[Exercise set]:
• 1. Summarize the human rights passage in two sentences.
• 2. According to the human rights passage, what could not change or abrogate the basic rights listed in the post-War German constitution?
• 3. Render this sentence from the human rights passage in French: "Those who negotiated and first signed the Convention were not seeking to provide a blueprint for the ideal society."

[Selection]:
Instead (civil) disobedience to the claims of the governing authorities was
made into a duty. It is on the basis of this new legal order that War Crimes
trials have since been instituted into the genocides in, for example, the
former Yugoslavia and Rwanda.
The post-Nuremberg vision fundamental rights setting limits on the law
on State power.
But
it was not simply in the realms of international law that Nuremberg had an
impact. The response to the horrors and excesses of the Nazi State and legal
system was also for jurists to come together to set out, both in international
Charters and national constitutions, the actual substance of the moral
underpinnings to the domestic law of States. Thus, the United Nations
proclaimed the Universal Declaration of Human Rights in 1948. International
regional agreements were also entered into, notably the 1950 European
Convention on Human Rights. The post-War German national constitution set out a
list of basic rights which the German State was henceforth bound to accept and
which could not be changed or abrogated by any constitutional amendment. In the
post-War process of decolonisation, too, States newly independent of the
British Empire were given written constitutions containing bills of fundamental
rights modelled on the European Convention. And in the years after the War,
Canada, New Zealand and South Africa created and incorporated their own Bills
or Charters of Fundamental Rights and Freedoms. As Lord Bingham has noted:
Before the Second World War there were no international agreements
governing the protection of human rights, which was indeed an expression rarely
used. Gradually and erratically, as very well described by Professor Brian
Simpson in Human Rights and the End of Empire (2001), chs 4 and 5, such
protection emerged as an allied war aim. The Universal Declaration of Human
Rights 1948 (which contained nothing equivalent to the reasonable time
requirement) was one product of that movement; the European Convention for the
Protection of Human Rights and Fundamental Freedoms was a later and much more
potent product. Those who negotiated and first signed the Convention were not
seeking to provide a blueprint for the ideal society. They were formulating a
statement of very basic rights and freedoms which, it was believed, were very
largely observed by the contracting states and which it was desired to preserve
and protect both in the light of recent experience and in view of developments
in Eastern Europe. The Convention was seen more as a statement of good existing
practice than as an instrument setting targets or standards which contracting
states were to strive to achieve. (4)

[Listed records]:
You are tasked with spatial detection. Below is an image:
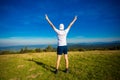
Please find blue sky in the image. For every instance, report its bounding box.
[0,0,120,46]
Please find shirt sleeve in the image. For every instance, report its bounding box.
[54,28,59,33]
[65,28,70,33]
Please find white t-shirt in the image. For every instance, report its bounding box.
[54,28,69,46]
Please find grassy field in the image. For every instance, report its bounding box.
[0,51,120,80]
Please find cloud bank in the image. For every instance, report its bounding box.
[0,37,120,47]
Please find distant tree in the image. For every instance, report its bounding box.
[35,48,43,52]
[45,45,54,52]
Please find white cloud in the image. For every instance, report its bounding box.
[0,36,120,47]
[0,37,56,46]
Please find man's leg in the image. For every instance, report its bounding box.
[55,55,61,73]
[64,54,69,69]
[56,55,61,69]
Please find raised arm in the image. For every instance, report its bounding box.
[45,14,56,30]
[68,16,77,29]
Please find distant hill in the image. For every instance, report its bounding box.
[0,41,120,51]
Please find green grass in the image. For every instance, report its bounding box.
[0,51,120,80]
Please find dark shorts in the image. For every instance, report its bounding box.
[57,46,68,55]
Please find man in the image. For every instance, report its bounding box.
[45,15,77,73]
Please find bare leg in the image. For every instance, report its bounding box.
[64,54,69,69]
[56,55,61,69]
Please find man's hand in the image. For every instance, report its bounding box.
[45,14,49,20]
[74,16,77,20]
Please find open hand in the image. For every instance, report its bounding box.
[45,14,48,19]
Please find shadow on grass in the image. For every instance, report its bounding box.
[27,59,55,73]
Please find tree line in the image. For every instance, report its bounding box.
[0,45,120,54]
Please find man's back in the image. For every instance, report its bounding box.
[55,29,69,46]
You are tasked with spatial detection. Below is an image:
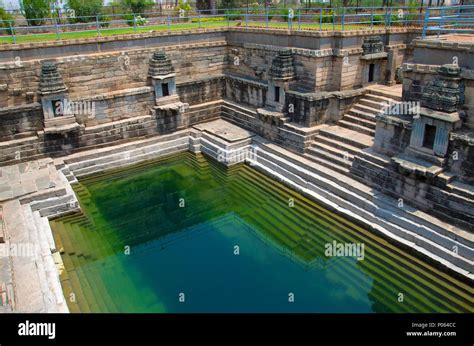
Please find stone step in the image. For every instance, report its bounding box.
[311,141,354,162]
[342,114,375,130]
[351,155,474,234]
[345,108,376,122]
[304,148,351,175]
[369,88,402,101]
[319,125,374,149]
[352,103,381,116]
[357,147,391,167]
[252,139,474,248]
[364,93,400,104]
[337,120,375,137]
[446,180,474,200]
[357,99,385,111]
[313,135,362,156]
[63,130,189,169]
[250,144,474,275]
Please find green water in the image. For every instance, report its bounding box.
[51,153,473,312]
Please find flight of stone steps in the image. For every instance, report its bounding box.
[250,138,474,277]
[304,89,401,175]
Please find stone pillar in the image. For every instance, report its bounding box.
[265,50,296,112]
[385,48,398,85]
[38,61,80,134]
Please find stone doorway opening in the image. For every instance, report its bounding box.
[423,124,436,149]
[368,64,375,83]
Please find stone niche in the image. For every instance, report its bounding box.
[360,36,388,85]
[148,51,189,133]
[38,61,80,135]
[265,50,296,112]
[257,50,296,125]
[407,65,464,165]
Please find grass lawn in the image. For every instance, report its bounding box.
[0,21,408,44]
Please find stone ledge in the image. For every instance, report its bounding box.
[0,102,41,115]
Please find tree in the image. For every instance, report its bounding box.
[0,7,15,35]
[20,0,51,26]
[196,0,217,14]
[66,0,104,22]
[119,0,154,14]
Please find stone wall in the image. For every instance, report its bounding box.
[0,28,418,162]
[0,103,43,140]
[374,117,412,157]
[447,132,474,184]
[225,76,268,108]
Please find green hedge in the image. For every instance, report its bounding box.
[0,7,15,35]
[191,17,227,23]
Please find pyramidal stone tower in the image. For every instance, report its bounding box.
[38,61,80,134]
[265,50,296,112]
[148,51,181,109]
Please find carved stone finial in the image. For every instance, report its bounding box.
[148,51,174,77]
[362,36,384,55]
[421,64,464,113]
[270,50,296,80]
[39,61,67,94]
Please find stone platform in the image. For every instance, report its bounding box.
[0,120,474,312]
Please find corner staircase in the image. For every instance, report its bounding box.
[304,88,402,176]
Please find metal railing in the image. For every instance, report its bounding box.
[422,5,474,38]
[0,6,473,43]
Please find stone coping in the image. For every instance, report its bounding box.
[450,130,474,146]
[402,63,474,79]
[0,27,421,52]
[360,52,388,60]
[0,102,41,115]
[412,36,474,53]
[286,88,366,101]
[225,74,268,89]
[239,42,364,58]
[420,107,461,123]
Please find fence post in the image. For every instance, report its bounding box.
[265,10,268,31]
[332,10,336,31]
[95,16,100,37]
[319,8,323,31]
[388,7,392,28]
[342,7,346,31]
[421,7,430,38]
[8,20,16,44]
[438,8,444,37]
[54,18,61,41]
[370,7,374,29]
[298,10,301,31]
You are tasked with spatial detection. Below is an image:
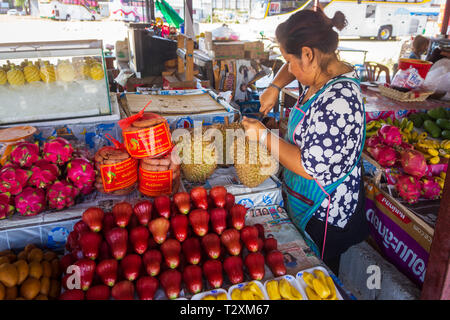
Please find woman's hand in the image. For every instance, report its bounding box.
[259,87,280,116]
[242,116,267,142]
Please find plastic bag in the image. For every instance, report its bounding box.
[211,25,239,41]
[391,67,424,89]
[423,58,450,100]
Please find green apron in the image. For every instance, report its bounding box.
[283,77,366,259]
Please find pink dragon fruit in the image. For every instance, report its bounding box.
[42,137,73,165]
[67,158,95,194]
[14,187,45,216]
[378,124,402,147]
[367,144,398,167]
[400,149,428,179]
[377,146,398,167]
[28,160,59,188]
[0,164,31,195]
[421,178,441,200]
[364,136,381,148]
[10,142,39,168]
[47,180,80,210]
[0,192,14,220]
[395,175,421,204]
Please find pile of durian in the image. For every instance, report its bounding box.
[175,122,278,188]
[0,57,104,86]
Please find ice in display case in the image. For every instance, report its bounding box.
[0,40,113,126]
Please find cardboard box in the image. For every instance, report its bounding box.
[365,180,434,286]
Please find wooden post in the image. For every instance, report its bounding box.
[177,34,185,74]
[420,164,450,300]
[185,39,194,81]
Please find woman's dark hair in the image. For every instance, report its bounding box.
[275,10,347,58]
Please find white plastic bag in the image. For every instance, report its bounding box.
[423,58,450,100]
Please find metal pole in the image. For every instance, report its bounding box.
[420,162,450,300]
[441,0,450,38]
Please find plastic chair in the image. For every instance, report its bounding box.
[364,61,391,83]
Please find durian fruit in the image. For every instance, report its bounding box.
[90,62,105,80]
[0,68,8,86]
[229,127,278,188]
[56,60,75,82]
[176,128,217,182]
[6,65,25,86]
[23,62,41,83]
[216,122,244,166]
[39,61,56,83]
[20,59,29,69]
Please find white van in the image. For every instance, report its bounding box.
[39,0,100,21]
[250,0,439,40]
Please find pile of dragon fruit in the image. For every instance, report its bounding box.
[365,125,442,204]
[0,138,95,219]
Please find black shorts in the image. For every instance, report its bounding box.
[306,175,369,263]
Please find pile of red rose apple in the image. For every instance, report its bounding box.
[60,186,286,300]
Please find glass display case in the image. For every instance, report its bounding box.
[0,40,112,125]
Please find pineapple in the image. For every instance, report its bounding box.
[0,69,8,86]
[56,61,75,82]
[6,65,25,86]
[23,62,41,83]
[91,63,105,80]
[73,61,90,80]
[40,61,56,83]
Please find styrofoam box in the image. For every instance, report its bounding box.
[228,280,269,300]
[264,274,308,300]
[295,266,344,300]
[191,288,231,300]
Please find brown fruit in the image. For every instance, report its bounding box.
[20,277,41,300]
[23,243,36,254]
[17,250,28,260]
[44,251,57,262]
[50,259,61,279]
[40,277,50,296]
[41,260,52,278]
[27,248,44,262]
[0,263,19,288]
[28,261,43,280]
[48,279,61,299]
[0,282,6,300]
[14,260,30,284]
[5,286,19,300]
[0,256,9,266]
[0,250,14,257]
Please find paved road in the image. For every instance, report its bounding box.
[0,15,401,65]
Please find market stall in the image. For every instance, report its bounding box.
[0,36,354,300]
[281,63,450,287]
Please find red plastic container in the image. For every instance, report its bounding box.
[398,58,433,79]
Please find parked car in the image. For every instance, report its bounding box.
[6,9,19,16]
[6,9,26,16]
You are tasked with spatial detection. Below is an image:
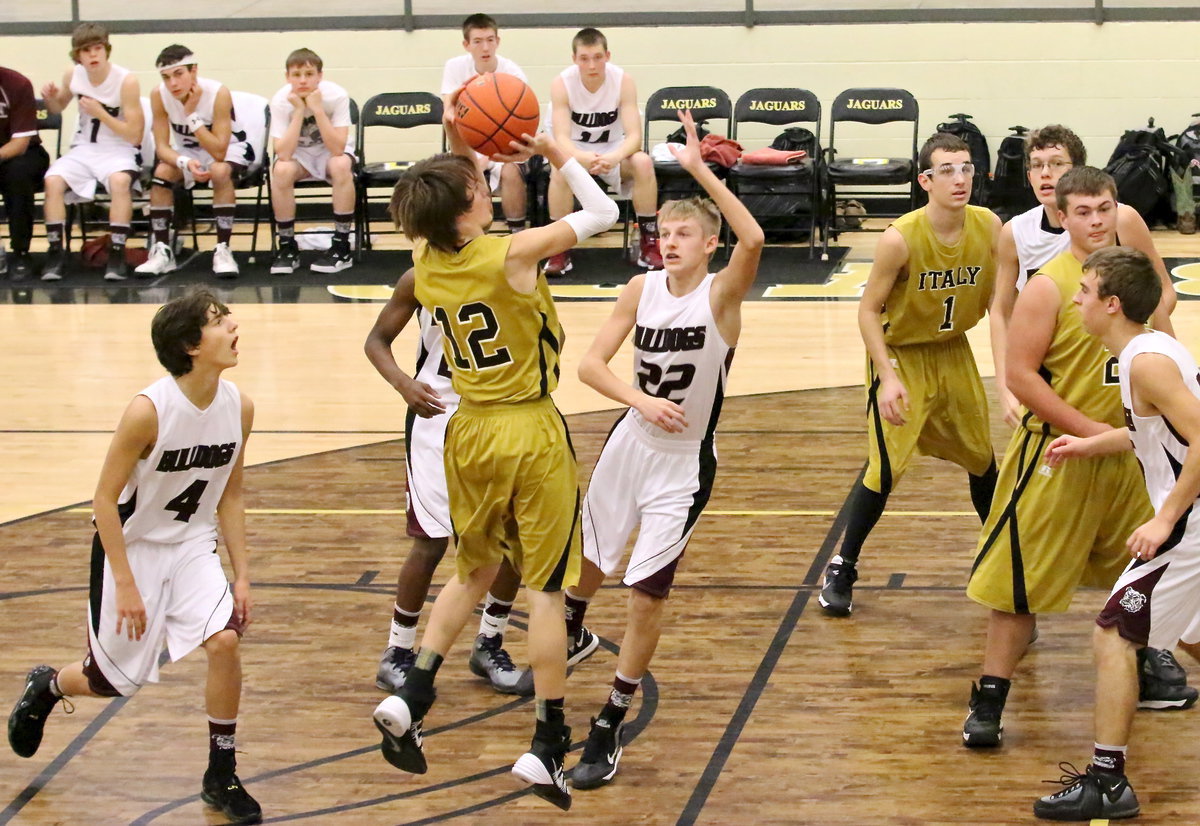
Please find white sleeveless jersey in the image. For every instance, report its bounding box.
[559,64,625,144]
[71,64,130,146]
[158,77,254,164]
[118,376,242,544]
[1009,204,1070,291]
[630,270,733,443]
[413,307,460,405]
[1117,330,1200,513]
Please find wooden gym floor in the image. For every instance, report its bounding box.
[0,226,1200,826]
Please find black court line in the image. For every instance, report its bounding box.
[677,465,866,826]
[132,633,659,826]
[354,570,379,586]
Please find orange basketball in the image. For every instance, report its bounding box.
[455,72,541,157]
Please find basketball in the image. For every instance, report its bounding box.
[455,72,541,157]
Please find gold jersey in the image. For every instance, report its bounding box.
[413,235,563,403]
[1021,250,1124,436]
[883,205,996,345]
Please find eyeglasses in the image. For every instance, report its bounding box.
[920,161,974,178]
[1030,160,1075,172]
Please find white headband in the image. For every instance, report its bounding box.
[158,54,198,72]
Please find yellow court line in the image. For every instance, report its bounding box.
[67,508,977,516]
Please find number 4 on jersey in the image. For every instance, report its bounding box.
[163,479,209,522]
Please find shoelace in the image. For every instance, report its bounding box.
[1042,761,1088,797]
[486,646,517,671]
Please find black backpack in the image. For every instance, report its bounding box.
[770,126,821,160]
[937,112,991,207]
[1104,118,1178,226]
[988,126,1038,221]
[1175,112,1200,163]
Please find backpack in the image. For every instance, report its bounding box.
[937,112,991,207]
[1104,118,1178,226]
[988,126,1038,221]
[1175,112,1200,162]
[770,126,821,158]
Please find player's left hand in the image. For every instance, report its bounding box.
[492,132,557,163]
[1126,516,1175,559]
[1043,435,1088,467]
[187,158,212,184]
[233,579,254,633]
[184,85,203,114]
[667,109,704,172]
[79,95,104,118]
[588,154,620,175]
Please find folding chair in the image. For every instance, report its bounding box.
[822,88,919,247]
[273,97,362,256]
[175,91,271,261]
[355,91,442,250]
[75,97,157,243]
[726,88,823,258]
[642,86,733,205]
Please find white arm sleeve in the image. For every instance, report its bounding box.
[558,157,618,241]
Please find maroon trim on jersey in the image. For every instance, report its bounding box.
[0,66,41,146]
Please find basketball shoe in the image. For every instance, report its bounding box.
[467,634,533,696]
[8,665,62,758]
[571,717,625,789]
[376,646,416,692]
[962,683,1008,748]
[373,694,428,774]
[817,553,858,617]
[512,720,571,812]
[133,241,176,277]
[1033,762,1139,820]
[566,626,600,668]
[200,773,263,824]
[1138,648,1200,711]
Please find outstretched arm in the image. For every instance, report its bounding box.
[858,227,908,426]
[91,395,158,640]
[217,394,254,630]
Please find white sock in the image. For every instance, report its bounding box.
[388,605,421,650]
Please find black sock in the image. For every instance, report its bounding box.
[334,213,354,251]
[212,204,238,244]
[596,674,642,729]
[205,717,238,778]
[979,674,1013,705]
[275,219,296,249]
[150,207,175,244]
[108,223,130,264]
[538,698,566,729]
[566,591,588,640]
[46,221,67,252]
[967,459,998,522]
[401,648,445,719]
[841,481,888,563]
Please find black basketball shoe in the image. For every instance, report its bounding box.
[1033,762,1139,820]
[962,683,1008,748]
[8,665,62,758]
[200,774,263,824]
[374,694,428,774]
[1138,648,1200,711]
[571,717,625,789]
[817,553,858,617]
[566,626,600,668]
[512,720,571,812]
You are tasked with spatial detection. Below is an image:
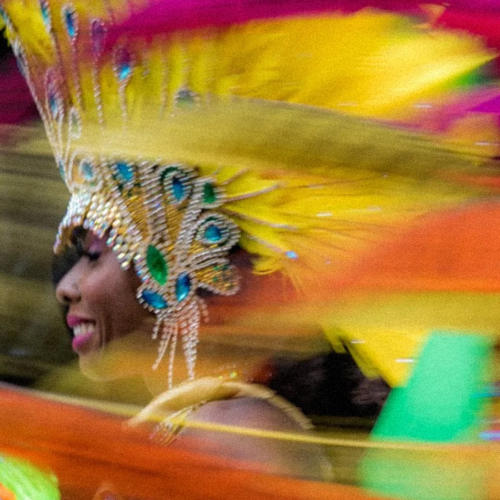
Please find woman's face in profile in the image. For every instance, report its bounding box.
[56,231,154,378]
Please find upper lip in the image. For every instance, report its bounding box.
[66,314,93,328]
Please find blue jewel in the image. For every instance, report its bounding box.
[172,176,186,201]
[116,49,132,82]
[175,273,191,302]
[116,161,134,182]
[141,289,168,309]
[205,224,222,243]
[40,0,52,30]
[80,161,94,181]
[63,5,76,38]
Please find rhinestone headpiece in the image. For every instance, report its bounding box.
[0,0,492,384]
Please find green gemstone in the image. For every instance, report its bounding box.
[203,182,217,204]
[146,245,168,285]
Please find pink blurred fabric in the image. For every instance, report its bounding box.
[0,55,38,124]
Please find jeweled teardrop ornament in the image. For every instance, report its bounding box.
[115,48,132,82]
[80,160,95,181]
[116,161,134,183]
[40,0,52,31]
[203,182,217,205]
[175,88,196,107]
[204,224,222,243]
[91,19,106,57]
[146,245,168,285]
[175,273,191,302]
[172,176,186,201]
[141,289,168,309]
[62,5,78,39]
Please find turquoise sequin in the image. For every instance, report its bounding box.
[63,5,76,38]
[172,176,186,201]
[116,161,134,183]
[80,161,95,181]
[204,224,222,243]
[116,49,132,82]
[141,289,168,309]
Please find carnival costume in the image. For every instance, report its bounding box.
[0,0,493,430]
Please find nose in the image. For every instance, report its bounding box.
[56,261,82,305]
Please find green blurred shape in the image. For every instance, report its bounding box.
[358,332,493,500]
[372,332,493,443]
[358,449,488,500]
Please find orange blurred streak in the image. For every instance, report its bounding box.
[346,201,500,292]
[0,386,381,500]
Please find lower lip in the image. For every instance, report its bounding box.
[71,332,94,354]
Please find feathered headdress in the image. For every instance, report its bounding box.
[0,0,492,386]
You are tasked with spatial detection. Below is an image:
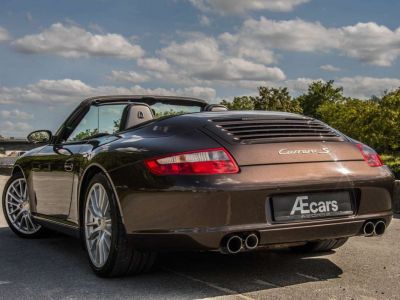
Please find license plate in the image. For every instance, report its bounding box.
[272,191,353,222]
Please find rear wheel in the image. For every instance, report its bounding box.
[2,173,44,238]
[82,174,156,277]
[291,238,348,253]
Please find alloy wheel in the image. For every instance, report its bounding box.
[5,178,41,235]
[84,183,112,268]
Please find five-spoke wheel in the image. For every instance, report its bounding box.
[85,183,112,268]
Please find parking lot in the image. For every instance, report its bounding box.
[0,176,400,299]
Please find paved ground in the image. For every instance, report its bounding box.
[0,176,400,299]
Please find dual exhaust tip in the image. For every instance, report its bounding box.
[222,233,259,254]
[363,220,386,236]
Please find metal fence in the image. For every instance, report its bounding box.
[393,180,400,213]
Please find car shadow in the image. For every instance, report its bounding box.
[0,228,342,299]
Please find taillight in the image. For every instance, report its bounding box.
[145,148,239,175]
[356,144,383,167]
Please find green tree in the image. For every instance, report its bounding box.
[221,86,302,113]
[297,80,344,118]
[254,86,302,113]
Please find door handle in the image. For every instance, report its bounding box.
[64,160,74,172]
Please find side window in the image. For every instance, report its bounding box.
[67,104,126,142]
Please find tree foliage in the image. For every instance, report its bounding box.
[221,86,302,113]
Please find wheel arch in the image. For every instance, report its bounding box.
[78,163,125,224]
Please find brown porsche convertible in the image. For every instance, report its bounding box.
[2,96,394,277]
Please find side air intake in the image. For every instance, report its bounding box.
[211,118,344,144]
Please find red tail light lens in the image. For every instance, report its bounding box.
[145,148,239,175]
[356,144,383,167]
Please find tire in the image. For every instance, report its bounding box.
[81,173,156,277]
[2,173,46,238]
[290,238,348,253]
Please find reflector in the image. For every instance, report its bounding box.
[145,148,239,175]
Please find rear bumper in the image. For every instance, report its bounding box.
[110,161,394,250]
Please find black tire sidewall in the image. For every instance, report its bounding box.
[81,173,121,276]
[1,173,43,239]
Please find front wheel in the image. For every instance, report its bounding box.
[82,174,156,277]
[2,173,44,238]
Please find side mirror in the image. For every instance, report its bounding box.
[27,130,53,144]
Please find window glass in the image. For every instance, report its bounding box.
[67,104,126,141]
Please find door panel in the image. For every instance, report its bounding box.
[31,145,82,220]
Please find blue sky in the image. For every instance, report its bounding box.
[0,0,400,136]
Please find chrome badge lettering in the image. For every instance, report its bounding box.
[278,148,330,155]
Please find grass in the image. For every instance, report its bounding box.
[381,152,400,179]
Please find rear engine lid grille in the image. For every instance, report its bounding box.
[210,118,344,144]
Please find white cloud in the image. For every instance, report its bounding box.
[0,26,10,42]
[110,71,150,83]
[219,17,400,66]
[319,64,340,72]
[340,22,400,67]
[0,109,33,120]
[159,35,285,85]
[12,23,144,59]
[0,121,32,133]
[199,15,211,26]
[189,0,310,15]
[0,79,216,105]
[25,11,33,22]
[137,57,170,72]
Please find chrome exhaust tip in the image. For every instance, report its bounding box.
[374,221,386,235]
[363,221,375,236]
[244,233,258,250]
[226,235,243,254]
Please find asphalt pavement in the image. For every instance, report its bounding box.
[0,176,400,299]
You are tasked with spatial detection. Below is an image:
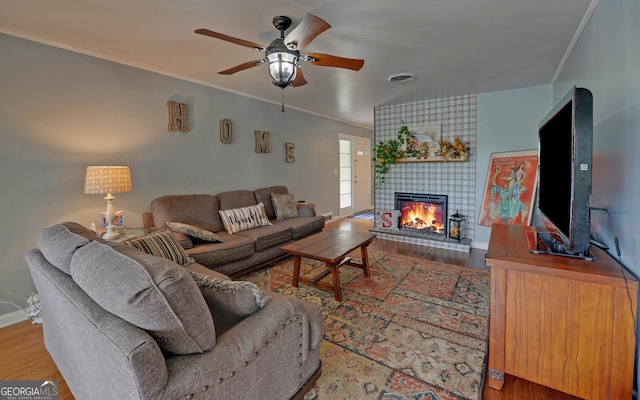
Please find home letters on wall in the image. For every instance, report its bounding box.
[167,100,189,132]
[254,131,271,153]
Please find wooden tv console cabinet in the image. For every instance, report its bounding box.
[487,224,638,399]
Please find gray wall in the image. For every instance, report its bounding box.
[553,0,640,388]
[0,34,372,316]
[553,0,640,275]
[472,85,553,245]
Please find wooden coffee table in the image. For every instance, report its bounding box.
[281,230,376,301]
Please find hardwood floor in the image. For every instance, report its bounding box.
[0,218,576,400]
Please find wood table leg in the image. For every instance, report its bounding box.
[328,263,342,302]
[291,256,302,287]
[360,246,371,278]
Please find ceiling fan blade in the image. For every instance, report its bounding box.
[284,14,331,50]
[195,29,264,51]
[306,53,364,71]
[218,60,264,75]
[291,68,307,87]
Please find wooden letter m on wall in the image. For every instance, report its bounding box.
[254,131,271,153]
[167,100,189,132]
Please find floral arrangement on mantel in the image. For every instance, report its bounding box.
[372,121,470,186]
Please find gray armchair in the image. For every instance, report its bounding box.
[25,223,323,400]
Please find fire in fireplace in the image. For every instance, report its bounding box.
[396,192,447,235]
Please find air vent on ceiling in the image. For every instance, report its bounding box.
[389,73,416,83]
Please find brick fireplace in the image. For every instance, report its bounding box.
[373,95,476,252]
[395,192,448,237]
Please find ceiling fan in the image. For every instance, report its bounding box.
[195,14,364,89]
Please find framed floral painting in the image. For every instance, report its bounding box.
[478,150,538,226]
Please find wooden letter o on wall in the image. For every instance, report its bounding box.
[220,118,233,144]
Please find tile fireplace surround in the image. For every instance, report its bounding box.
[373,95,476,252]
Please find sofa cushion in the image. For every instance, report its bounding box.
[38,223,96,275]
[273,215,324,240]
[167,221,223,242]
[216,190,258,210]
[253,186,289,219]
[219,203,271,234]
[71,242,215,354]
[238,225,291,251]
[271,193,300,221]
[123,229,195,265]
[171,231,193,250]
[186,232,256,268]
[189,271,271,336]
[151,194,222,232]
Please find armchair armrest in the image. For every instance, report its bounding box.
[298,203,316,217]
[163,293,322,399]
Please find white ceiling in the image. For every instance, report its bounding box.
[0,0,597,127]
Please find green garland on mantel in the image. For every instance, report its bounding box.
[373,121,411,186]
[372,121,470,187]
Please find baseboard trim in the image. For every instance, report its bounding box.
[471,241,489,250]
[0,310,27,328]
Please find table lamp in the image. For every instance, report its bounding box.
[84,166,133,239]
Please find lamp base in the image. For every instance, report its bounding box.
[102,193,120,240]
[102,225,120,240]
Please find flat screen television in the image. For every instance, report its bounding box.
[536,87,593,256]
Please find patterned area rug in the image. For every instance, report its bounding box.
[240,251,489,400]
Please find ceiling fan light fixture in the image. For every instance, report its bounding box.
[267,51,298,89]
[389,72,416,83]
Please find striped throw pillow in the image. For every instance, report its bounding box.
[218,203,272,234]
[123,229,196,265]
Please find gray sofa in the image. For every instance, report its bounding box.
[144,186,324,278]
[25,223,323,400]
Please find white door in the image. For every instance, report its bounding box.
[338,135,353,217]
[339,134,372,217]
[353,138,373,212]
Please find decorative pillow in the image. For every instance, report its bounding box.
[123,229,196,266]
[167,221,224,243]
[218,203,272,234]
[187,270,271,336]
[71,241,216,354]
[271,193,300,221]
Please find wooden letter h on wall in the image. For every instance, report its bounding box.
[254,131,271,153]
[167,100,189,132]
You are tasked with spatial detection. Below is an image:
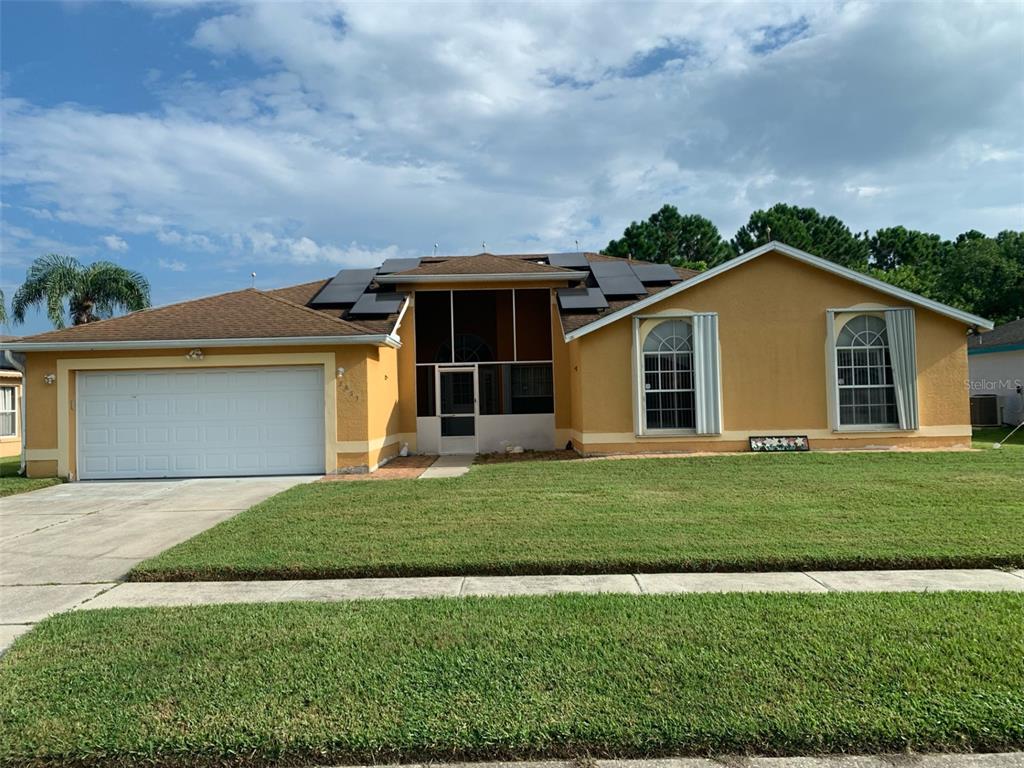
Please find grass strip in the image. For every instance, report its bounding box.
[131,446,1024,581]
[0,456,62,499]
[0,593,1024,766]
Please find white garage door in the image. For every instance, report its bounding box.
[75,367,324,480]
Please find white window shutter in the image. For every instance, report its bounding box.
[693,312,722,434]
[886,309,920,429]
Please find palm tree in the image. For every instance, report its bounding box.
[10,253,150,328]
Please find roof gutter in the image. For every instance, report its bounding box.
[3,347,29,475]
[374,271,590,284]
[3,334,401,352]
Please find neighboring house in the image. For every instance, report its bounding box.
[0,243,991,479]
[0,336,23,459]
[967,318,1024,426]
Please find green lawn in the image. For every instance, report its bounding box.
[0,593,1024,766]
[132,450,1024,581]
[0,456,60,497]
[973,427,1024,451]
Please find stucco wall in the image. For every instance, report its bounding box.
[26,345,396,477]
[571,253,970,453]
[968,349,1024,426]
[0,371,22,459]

[Answers to each task]:
• 1. In response to the Nazi era, jurists set out the moral underpinnings of domestic law in international charters and national constitutions, including the 1948 Universal Declaration of Human Rights, the 1950 European Convention on Human Rights and the post-War German constitution, while newly independent states and countries such as Canada, New Zealand and South Africa adopted bills or charters of fundamental rights. In a quotation from Lord Bingham, the passage states that human rights protection emerged as an allied war aim and that the European Convention was seen more as a statement of good existing practice than as an instrument setting targets for contracting states.

• 2. Any constitutional amendment.

• 3. Ceux qui ont négocié la Convention et en ont été les premiers signataires ne cherchaient pas à fournir un modèle de la société idéale.